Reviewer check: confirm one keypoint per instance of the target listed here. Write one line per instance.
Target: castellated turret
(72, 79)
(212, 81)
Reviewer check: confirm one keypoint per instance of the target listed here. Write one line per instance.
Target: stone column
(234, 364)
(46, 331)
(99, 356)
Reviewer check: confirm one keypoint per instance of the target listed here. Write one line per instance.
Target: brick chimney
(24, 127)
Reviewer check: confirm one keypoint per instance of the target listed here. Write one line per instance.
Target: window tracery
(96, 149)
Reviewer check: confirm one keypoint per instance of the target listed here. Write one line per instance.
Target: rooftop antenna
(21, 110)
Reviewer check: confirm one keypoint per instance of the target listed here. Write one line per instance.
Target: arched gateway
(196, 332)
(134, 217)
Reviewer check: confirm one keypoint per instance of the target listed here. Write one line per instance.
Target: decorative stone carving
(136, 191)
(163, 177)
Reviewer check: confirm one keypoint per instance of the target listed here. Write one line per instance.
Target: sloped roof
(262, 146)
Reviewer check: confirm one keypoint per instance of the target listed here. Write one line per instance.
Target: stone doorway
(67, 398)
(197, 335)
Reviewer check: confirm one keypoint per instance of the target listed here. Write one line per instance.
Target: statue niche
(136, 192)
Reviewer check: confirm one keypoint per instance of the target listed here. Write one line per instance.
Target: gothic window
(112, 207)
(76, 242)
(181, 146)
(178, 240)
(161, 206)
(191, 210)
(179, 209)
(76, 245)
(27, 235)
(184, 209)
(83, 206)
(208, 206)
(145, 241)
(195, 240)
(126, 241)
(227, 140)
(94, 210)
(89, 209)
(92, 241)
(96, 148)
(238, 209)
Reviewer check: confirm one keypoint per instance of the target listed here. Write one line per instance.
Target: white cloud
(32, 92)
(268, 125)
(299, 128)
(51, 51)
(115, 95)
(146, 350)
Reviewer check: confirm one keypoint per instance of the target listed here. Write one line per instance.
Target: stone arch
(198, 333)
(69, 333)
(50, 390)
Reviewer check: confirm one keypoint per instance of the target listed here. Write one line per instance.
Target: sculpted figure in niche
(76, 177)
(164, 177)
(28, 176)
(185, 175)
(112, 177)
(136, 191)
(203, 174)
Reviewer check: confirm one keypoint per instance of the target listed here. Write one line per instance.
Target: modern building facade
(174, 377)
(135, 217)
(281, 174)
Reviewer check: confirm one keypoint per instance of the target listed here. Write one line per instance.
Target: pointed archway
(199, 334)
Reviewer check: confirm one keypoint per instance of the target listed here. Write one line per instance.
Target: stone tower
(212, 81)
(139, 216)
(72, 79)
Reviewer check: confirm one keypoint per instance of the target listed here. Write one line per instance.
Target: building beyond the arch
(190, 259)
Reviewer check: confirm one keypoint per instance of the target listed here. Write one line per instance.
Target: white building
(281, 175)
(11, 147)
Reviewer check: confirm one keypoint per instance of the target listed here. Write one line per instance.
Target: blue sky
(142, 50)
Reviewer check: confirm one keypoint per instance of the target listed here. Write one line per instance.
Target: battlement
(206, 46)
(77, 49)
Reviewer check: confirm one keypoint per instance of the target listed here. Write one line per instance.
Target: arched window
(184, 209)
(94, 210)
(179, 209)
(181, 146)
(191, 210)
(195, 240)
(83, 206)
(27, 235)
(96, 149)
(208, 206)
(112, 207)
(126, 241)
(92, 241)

--

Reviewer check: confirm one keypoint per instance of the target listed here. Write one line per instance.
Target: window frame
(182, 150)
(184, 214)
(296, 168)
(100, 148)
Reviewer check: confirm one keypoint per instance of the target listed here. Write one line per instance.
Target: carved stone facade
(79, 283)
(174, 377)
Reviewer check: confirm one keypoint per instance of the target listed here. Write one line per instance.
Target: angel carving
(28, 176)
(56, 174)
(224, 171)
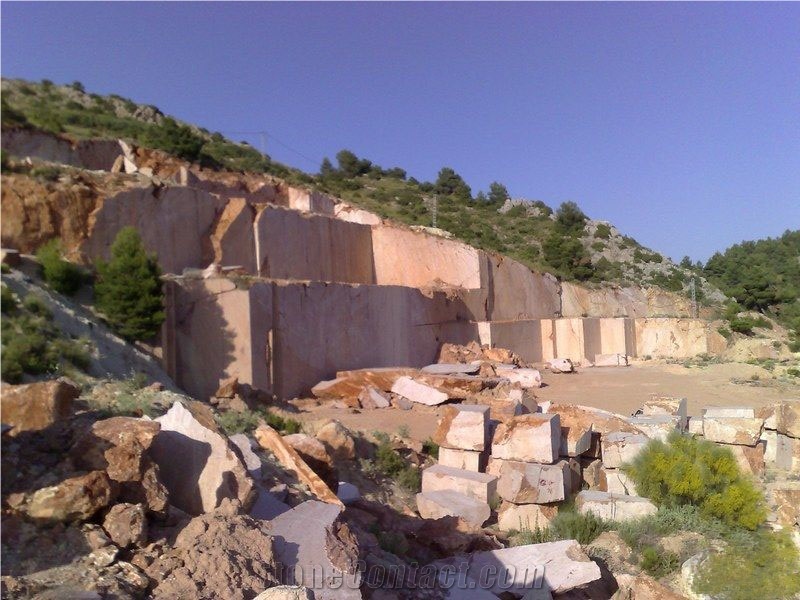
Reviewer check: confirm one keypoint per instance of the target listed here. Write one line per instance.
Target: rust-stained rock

==

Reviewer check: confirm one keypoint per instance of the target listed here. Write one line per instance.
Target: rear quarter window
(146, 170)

■ **AIM OF THE TASK**: Above are records; write out the lines from the one with "Target: carved stone facade" down to the one with "Target: rust-stained rock", exactly, leaving the pictures out.

■ **RESPONSE BOX**:
Target: carved stone facade
(79, 283)
(174, 377)
Reviewer check: confirm one keypoint per instance of the target listed here. Write one line per instance.
Target: angel carving
(28, 176)
(56, 174)
(224, 171)
Reviewer check: confirm one keypoint per instance of the target listed here. Write one line per instance.
Target: rust-stained rock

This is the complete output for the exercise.